Data excerpts
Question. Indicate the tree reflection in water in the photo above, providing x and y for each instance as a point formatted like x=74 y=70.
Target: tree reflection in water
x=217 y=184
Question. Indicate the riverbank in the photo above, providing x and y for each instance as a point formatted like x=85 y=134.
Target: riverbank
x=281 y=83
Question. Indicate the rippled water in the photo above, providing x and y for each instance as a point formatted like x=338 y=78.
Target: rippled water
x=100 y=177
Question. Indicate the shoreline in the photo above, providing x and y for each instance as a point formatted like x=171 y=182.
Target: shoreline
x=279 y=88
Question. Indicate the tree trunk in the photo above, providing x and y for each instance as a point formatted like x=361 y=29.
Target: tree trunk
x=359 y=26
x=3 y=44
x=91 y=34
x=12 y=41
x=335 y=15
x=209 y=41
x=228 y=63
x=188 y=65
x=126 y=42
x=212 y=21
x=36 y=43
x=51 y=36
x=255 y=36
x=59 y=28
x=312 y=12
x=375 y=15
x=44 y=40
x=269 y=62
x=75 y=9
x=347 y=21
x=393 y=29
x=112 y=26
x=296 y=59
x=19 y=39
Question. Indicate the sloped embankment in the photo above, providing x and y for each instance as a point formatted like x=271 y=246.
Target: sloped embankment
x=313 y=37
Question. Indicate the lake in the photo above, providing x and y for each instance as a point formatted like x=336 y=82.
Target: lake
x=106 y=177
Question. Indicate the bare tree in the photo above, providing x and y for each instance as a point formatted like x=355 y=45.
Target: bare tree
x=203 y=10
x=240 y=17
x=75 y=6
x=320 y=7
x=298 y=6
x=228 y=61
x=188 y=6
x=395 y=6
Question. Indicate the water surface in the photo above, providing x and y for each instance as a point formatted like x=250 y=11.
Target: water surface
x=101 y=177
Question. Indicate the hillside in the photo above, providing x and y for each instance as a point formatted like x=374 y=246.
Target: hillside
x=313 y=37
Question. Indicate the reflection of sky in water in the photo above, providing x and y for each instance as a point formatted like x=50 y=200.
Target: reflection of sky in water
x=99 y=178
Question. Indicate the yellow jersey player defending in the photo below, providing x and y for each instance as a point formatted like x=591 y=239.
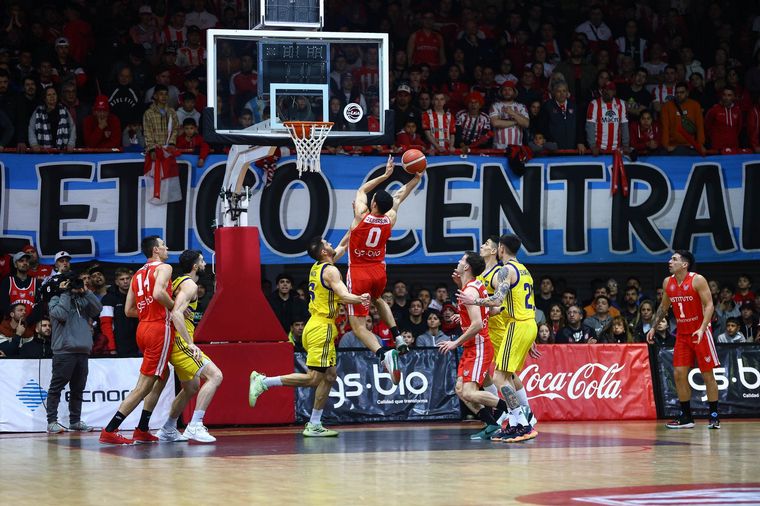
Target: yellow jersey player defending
x=514 y=291
x=326 y=289
x=189 y=362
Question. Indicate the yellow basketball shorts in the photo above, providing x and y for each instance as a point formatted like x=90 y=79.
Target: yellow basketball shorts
x=182 y=359
x=518 y=338
x=319 y=342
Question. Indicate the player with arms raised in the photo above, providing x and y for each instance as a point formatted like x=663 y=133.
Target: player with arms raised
x=367 y=238
x=689 y=294
x=150 y=300
x=326 y=289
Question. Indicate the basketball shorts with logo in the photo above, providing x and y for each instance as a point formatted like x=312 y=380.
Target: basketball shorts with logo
x=155 y=342
x=182 y=359
x=687 y=350
x=319 y=342
x=518 y=338
x=365 y=279
x=475 y=361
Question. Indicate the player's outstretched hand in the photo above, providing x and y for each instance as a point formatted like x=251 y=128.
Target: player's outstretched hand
x=650 y=336
x=446 y=346
x=465 y=298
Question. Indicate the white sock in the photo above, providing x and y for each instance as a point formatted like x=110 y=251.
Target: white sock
x=198 y=416
x=316 y=416
x=522 y=396
x=273 y=382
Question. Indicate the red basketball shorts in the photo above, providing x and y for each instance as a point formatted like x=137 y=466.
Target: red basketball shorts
x=475 y=361
x=687 y=349
x=365 y=279
x=155 y=341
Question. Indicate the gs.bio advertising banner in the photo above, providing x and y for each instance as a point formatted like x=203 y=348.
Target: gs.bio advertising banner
x=94 y=207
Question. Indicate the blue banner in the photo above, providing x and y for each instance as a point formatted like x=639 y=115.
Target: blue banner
x=94 y=206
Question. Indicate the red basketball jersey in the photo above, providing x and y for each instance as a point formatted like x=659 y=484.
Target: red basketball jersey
x=687 y=306
x=367 y=242
x=143 y=282
x=465 y=317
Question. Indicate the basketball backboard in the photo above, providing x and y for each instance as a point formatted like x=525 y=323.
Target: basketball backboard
x=257 y=79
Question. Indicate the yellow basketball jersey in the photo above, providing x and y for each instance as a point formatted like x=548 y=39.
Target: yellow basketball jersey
x=322 y=300
x=495 y=323
x=193 y=305
x=518 y=304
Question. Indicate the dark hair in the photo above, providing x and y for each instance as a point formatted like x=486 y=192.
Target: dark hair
x=384 y=201
x=476 y=262
x=315 y=247
x=511 y=242
x=187 y=260
x=687 y=256
x=148 y=244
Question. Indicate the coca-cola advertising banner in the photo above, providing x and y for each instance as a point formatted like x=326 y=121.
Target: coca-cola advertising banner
x=738 y=379
x=364 y=392
x=590 y=382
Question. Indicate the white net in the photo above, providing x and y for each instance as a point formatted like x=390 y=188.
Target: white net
x=308 y=136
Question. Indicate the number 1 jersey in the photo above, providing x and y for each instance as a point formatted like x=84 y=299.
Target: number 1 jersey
x=366 y=246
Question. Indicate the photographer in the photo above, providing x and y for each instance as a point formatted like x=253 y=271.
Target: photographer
x=72 y=309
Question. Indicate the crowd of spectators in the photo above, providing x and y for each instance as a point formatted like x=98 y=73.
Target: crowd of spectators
x=658 y=77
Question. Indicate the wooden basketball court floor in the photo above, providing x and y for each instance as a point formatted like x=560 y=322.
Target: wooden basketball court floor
x=639 y=462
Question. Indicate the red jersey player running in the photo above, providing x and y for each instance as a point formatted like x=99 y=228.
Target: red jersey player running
x=150 y=300
x=478 y=350
x=367 y=237
x=689 y=294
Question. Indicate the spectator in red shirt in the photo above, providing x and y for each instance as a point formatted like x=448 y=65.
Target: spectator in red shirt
x=102 y=129
x=723 y=122
x=191 y=139
x=645 y=134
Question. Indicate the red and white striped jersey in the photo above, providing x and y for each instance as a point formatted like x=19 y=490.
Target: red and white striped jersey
x=664 y=93
x=172 y=36
x=441 y=125
x=189 y=57
x=473 y=128
x=608 y=118
x=509 y=136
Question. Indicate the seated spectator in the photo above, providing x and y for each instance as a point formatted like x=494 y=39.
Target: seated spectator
x=51 y=126
x=575 y=332
x=645 y=134
x=749 y=321
x=601 y=317
x=191 y=139
x=133 y=140
x=508 y=118
x=732 y=334
x=544 y=334
x=439 y=126
x=450 y=323
x=724 y=122
x=415 y=320
x=39 y=345
x=726 y=308
x=102 y=129
x=682 y=125
x=744 y=291
x=473 y=126
x=644 y=321
x=616 y=332
x=408 y=138
x=433 y=335
x=662 y=335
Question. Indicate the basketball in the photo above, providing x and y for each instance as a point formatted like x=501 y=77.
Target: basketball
x=414 y=161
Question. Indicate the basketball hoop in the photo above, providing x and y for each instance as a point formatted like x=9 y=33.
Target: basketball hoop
x=308 y=136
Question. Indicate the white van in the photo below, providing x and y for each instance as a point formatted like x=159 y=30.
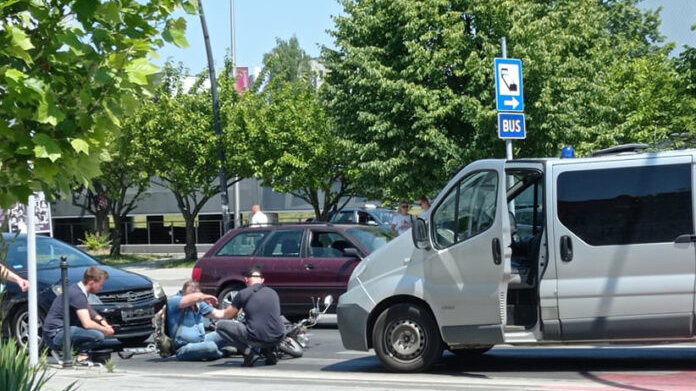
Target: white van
x=534 y=251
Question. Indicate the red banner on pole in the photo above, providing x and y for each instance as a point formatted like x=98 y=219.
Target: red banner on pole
x=243 y=82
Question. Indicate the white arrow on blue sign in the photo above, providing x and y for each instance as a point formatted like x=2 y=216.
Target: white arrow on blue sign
x=511 y=125
x=509 y=92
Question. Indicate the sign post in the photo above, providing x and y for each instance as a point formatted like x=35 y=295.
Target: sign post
x=509 y=99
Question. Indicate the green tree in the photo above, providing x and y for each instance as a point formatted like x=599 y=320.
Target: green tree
x=116 y=192
x=291 y=142
x=176 y=132
x=411 y=83
x=69 y=70
x=292 y=146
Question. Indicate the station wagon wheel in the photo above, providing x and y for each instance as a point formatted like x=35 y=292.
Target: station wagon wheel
x=228 y=293
x=406 y=338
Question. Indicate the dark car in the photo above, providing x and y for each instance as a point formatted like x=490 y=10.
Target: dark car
x=299 y=261
x=128 y=300
x=369 y=216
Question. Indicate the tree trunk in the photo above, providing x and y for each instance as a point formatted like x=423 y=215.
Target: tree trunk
x=102 y=226
x=116 y=236
x=190 y=248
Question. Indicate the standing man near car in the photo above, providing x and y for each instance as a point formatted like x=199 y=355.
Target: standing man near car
x=402 y=221
x=258 y=218
x=262 y=326
x=185 y=324
x=9 y=275
x=87 y=327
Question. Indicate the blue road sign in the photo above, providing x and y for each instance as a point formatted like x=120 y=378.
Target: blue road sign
x=511 y=125
x=509 y=92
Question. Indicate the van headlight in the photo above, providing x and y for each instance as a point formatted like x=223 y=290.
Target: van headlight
x=57 y=289
x=157 y=290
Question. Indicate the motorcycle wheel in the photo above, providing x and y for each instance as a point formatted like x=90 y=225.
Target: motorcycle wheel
x=291 y=347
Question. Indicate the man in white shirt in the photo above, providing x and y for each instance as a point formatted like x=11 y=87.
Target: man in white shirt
x=258 y=218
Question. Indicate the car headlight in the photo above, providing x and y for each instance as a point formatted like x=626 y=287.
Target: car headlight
x=93 y=299
x=157 y=290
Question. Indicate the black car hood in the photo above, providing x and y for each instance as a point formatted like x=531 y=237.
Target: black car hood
x=119 y=280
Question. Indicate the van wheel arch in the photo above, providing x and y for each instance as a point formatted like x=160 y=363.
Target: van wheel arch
x=390 y=302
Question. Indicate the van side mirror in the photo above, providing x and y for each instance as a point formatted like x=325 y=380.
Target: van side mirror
x=419 y=231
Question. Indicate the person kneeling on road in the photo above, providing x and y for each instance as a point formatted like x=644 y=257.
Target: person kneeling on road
x=262 y=327
x=185 y=313
x=87 y=327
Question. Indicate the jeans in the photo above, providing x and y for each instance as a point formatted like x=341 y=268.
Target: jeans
x=235 y=333
x=82 y=340
x=209 y=349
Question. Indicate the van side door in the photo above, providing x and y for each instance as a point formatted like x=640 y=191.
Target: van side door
x=622 y=271
x=468 y=266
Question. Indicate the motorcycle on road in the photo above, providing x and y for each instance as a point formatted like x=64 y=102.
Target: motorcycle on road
x=296 y=340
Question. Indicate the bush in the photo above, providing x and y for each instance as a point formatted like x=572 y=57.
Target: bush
x=96 y=242
x=17 y=374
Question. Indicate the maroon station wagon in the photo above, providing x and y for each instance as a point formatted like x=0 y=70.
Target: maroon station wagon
x=299 y=261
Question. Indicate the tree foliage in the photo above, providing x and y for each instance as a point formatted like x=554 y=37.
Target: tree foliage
x=176 y=132
x=69 y=71
x=411 y=83
x=290 y=141
x=122 y=183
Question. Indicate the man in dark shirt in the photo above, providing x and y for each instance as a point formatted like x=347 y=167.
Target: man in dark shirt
x=87 y=327
x=262 y=326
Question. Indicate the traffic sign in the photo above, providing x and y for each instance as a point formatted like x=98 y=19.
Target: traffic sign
x=509 y=95
x=511 y=125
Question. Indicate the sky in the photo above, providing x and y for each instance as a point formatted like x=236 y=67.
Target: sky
x=259 y=23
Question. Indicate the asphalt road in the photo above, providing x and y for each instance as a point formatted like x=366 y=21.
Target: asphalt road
x=327 y=365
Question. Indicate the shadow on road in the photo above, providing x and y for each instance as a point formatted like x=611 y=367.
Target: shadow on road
x=579 y=361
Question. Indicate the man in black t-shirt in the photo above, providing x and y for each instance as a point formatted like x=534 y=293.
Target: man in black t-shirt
x=87 y=327
x=262 y=326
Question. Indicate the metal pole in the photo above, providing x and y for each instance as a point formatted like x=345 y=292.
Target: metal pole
x=233 y=53
x=33 y=282
x=67 y=360
x=224 y=199
x=508 y=142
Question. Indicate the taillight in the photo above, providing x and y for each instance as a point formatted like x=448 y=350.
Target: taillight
x=196 y=274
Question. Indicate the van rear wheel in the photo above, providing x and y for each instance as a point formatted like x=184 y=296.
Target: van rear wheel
x=406 y=338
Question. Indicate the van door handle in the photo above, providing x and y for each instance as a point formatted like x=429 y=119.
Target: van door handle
x=566 y=249
x=685 y=238
x=495 y=246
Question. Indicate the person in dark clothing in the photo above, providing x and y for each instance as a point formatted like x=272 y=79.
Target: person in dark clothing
x=87 y=327
x=262 y=326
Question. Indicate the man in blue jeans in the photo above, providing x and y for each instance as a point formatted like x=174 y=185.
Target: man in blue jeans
x=87 y=327
x=262 y=327
x=185 y=324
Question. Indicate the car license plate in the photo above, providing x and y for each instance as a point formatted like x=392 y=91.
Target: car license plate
x=137 y=313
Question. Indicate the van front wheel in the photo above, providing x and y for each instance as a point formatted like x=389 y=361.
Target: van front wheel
x=406 y=338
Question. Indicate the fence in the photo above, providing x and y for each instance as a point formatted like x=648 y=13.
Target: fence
x=151 y=232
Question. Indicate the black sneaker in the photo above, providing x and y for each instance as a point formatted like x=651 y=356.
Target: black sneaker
x=271 y=358
x=250 y=359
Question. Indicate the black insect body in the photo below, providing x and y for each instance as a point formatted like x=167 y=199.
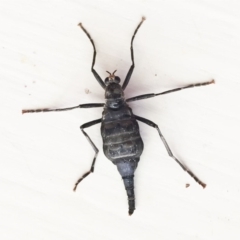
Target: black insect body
x=122 y=143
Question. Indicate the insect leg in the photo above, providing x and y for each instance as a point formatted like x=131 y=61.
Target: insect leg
x=88 y=105
x=86 y=125
x=100 y=81
x=152 y=124
x=150 y=95
x=130 y=71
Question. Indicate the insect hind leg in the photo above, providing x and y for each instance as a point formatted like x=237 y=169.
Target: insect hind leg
x=86 y=125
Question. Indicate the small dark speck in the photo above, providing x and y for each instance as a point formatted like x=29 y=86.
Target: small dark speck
x=87 y=91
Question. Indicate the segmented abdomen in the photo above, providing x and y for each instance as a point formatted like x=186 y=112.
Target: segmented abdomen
x=121 y=138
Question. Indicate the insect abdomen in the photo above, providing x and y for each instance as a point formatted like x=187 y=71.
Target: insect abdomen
x=121 y=137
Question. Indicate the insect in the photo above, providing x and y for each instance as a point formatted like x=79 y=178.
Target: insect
x=122 y=142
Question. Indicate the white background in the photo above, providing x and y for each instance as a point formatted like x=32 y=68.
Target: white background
x=45 y=61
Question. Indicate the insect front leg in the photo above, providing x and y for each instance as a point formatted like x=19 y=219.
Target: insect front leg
x=100 y=81
x=152 y=124
x=88 y=105
x=150 y=95
x=129 y=74
x=86 y=125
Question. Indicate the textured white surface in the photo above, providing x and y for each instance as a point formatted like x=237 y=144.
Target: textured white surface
x=45 y=61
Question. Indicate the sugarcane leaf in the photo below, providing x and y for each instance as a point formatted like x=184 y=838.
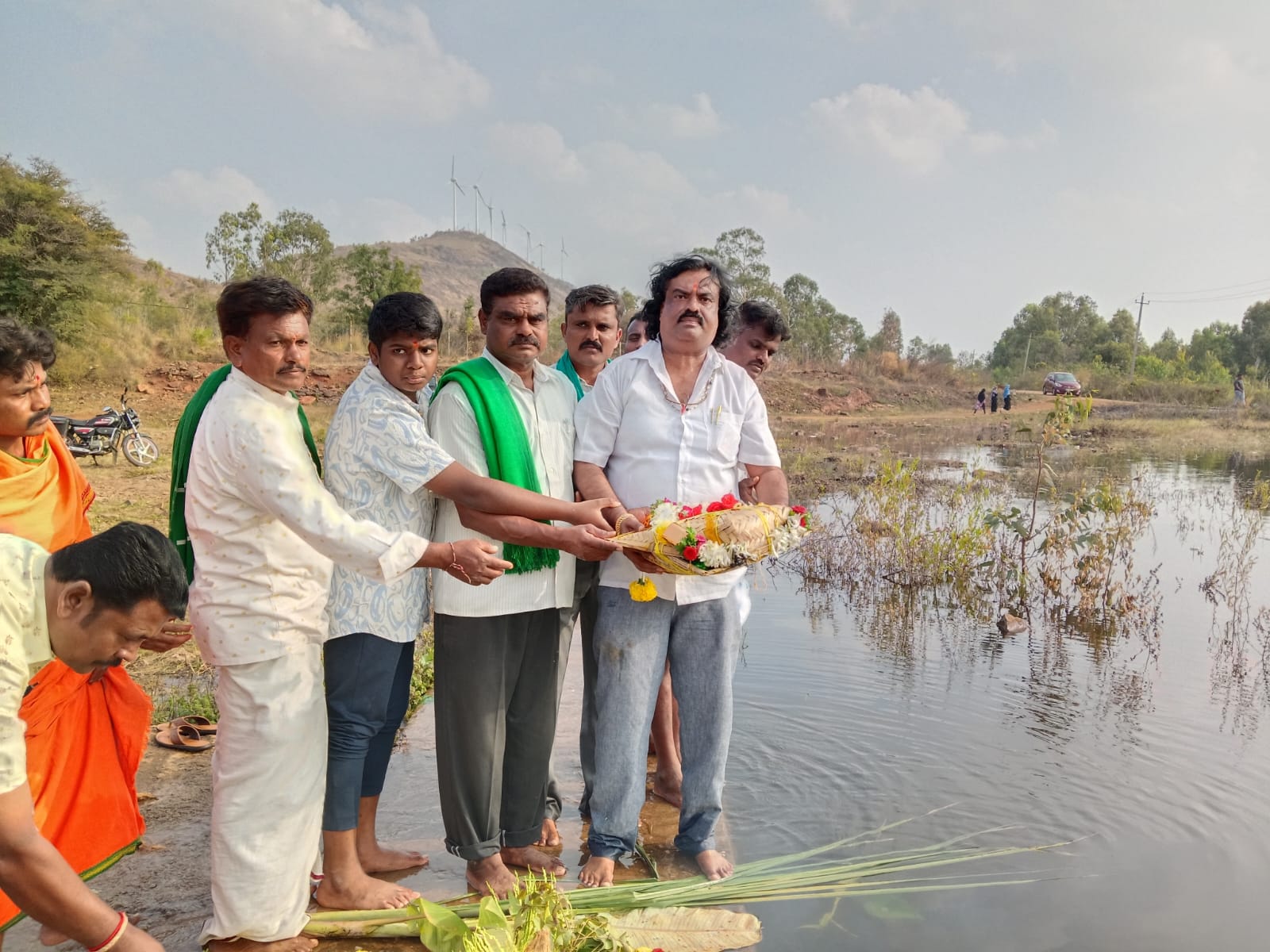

▶ _WHAT THE TASK REQUIRES_
For every line of the records with the string "below", add one to a tally; give the final tally alone.

▶ _FINISHED EXERCISE_
4